Labeled-object pointing records »
- - -

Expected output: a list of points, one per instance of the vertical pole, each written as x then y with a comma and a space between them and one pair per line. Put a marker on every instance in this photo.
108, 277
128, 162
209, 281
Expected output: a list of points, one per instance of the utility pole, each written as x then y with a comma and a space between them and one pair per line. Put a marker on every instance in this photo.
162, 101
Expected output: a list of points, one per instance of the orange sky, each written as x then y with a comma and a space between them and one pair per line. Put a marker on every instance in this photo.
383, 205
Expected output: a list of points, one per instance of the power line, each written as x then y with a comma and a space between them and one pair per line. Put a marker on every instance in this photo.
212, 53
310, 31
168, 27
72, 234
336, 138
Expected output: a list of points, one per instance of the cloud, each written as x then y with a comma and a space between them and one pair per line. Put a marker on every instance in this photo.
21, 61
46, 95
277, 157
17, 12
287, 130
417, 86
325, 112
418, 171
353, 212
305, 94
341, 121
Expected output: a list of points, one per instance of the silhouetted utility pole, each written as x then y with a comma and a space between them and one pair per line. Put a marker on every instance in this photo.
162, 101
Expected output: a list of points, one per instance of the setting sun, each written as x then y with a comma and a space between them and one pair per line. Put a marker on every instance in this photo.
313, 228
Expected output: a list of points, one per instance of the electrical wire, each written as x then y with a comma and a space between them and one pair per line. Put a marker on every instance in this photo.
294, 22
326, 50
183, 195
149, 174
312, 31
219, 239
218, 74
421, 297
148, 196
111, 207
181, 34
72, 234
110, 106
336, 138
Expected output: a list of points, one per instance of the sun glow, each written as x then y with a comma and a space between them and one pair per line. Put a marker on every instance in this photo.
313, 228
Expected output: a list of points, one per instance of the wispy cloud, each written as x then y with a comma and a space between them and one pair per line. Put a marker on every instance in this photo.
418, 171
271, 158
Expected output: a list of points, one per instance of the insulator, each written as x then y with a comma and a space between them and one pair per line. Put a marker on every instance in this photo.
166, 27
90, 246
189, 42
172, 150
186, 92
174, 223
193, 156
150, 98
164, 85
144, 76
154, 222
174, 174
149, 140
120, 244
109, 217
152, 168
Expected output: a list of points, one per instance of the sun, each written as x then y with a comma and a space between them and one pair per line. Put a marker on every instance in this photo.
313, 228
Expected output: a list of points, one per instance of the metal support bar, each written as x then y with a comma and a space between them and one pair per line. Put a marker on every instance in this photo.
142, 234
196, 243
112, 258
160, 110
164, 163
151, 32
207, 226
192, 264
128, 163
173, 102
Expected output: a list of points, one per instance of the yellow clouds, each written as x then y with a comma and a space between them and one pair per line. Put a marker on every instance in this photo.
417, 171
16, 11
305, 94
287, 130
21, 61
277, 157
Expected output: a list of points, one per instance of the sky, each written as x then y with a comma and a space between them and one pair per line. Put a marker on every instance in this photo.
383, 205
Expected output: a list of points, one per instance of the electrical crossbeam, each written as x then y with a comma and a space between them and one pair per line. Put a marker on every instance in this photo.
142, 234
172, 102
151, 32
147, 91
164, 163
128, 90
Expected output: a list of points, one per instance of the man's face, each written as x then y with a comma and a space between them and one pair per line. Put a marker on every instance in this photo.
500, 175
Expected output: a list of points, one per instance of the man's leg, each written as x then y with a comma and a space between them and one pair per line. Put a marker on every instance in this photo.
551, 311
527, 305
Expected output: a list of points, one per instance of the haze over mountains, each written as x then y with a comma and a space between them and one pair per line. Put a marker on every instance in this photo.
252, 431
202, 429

- - -

Instructions for the task » Copy all of the records above word for word, changing nothing.

Exercise solution »
Expected output: a list of points, one per instance of the vertical pole, each written as x then y with a comma and a space between them and one pair per line. Put a marker on every instance in this photo.
108, 277
128, 162
209, 281
Expected output: a list of points, one per instance of the utility pole, each written as x then y with a comma and a space between them and one pair per line. Put a marker on every instance in this photo.
162, 101
Expected output: a list of points, one per instance of the orange sky, each written as x then y with a comma and a space between them and one pair per line. Put a marker on every instance in this photo.
383, 205
Expected output: a list of points, one per instance of the power line, each written as x then y with a comma and a space between them and one pair per line. Put a marker on every instance in this photo.
212, 53
310, 31
168, 27
72, 234
336, 138
Expected output: a list of points, one per instance of the cloud, each written as x then y with a comma and a space between them and one pair per line. Put a marker on every instance in this photo.
21, 61
46, 95
277, 157
17, 12
287, 130
417, 86
325, 112
418, 171
353, 212
305, 94
341, 121
Expected output: a list of points, one per instance of the silhouetted utility pole, each written as x then y with a comma and a space between them and one pair per line. Put a marker on every instance in this photo.
162, 101
Expected output: a list of points, one per instance of the setting sun, each written as x then y with a comma and a space between them and one pair per line. Put a marker on every instance in this photo.
313, 228
Expected output: a list of points, one per instance of the electrical wire, each written as x then y with a comma and a space between them and one pair per line. Put a marker on every instance in this photo.
294, 22
326, 50
183, 195
149, 174
312, 31
219, 239
218, 74
421, 297
148, 196
111, 207
181, 34
72, 234
110, 106
336, 138
Expected output: a list of points, one per instance of the sun glow, each written as x then y with a comma and a space between them and one pair per line. Put a marker on every instance in this photo.
313, 228
Expected output: a list of points, one per instance of the wispy cloud, each written as x then y with a comma and a space between them and one pair per line. Put a marker on every instance in this photo.
418, 171
271, 158
Expected output: a list of points, one per instance of the insulator, each written as x then y with a comma and a space between them and one pair per line. Put a marker on every instance in this photo.
166, 27
90, 246
189, 42
172, 150
186, 92
174, 223
193, 156
150, 98
164, 85
144, 76
154, 222
174, 174
149, 140
120, 244
109, 217
152, 168
Expected output: a list of points, one per instance of the sun, each written as x then y with a comma and a space between them and one pair per line. Put a marker on every instance in this photo.
313, 228
Expected output: a list of points, one per instance of the metal support bar, each written as x then y with a comma and a space between them and one pair per line. Put a marker on every instance in this photo.
142, 234
196, 243
112, 258
160, 110
164, 163
151, 32
207, 226
192, 264
128, 163
173, 102
Expected output: a list of points, one per instance of the yellow clouds, each written as x then y with a comma and a space between them and one pair per line. Put a marker on every instance in this photo.
417, 171
16, 11
305, 94
287, 130
21, 61
277, 157
Expected output: a list of points, one per instance of the sky, each written as x then y with a comma and a space between them and one pair per line. Put a marker on every instance in this photo.
383, 205
Expected output: a list of points, one per instance of the electrical crossbeam, each written as x then y with a comma and a space between them and one pair per line. Put a marker on every instance in this photo.
142, 234
172, 102
151, 32
147, 91
164, 163
128, 90
Expected output: a list of points, one per instance of the man's face, each written as x then y with a comma and a space between them and one pair per line. Put a marker on every instance in this photo.
500, 175
Expected output: a list of points, one per instance of the man's leg, each written as x then y with a comma and a space between them and one pair per line. Put a marker on every instance in this photo.
551, 311
527, 305
Expected output: a list of points, one per instance of the haze over mountains, each written as x then y with a comma and a space between them and one pair per line. Put a marker on every instance in this photo.
252, 431
202, 429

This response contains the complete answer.